Task details: Transcribe the records below line for line, with no change to any character, and omit the pictures from your answer.

━━━━━━━━

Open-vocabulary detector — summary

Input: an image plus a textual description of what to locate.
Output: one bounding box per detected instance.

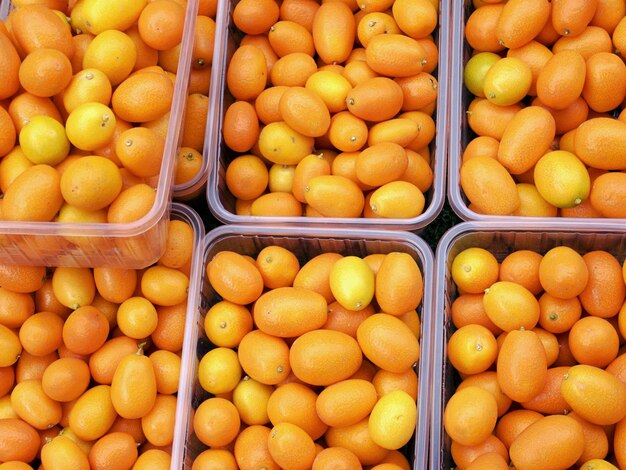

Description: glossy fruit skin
[589,172,626,218]
[253,287,328,338]
[69,385,117,441]
[289,330,363,385]
[498,106,556,175]
[312,2,356,64]
[561,364,626,425]
[443,387,498,446]
[483,57,532,106]
[574,117,626,170]
[329,256,375,311]
[496,330,548,402]
[111,354,157,419]
[461,157,520,215]
[537,50,586,109]
[509,415,584,470]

━━━━━━━━

Reply to the task:
Open-vocabulary detector — summary

Input: an image plus a textual description of what to locate.
Output: one bounding box per detected instance.


Description: glossy fruit skin
[589,172,626,218]
[253,287,328,338]
[69,385,117,441]
[289,330,363,385]
[498,106,556,175]
[312,2,356,64]
[561,364,626,425]
[443,387,498,446]
[483,57,532,106]
[574,117,626,170]
[329,256,375,311]
[496,330,548,402]
[111,354,157,419]
[461,157,520,215]
[537,50,586,109]
[509,415,584,470]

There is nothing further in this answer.